→ WORK TO BE COMPLETED
The required output is the line that contains "# for each instance of the window, put" and every line after it, each written out exactly, up to the end of the entries.
(LISTED ENTRIES begins)
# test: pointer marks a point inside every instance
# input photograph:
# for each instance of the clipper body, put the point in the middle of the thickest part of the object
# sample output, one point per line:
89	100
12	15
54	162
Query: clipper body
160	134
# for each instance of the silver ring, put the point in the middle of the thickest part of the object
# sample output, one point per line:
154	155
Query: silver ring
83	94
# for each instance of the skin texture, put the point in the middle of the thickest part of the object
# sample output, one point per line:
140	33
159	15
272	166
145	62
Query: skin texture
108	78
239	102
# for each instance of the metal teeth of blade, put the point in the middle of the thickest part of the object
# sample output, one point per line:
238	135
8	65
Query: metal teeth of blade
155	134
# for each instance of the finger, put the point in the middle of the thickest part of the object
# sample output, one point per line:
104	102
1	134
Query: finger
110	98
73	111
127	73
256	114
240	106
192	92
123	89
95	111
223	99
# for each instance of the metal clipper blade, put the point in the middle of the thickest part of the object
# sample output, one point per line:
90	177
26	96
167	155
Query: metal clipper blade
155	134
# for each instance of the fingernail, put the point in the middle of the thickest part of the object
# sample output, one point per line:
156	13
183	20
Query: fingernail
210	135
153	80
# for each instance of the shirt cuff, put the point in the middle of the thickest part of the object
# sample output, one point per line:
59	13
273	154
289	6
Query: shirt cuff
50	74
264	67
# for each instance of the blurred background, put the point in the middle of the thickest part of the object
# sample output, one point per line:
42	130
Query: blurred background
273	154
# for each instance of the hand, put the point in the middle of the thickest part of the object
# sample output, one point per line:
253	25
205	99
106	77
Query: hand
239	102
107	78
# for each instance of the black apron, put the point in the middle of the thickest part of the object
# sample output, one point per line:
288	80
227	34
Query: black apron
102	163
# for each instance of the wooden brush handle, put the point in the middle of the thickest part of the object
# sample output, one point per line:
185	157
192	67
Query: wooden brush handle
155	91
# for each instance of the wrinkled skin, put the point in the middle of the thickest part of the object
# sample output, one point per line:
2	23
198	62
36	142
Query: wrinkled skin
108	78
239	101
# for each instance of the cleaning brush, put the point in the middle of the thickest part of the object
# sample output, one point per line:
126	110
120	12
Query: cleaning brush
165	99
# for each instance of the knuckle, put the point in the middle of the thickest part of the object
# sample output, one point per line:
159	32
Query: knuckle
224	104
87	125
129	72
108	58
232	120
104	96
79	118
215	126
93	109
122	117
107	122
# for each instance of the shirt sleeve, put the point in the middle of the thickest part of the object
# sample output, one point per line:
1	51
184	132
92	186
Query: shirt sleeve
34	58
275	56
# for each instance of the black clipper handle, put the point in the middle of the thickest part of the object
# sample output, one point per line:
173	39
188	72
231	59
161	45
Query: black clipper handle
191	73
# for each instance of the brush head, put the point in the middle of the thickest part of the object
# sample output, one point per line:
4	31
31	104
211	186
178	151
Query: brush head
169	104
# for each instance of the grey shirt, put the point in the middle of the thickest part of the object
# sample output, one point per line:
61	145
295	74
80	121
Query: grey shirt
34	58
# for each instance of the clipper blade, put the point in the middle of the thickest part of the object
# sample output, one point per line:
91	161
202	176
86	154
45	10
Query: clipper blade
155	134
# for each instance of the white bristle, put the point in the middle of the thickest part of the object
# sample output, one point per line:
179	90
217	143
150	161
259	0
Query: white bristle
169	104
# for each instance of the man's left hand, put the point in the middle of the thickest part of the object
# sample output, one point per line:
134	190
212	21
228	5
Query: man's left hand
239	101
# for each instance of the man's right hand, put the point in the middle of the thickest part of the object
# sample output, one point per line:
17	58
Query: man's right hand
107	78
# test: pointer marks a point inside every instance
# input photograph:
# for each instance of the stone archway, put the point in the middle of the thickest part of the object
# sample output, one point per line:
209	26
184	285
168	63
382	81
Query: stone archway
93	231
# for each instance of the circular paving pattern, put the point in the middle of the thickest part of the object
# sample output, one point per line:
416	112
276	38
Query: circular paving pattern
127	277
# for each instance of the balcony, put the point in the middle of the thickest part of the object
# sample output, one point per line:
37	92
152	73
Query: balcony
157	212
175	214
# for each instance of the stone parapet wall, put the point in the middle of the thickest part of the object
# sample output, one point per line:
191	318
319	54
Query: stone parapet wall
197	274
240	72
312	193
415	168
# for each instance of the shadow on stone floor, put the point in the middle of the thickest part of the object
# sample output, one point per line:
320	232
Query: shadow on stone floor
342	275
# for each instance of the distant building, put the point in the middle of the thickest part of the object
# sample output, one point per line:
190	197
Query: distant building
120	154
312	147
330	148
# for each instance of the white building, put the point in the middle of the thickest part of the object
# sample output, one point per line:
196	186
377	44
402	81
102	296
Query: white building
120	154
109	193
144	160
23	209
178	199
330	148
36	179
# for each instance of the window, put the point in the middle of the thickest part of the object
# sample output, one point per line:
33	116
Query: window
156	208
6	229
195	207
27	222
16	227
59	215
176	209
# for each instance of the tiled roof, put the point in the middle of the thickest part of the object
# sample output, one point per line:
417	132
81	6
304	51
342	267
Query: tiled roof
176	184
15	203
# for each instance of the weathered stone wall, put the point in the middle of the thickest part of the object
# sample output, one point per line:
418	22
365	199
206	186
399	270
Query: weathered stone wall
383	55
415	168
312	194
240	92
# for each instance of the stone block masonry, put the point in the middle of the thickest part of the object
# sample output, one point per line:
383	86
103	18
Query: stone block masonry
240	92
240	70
(LISTED ENTRIES ends)
→ SOLUTION TO THE PROBLEM
# for each instance of the window, put the point in the middle of the thickest part of the object
# sample output, one point per line:
33	116
Query: window
156	208
6	229
195	207
27	222
16	227
59	215
176	209
# for each instance of the tiled roof, put the point in the middle of the thickest part of the object
# sample output, one point per line:
417	132
81	6
304	51
342	267
Query: tiled roof
176	184
15	203
# for each instance of the weathered stone wall, put the point in the middle of the thickest part of the object
# sample output, one point per line:
418	22
365	199
206	186
399	270
Query: weathered stone wall
383	55
415	168
312	194
240	92
# for each instance of the stone block masonry, put the point in the middle of the thickest part of the object
# sample output, one point per line:
383	86
103	18
Query: stone block masonry
240	92
240	70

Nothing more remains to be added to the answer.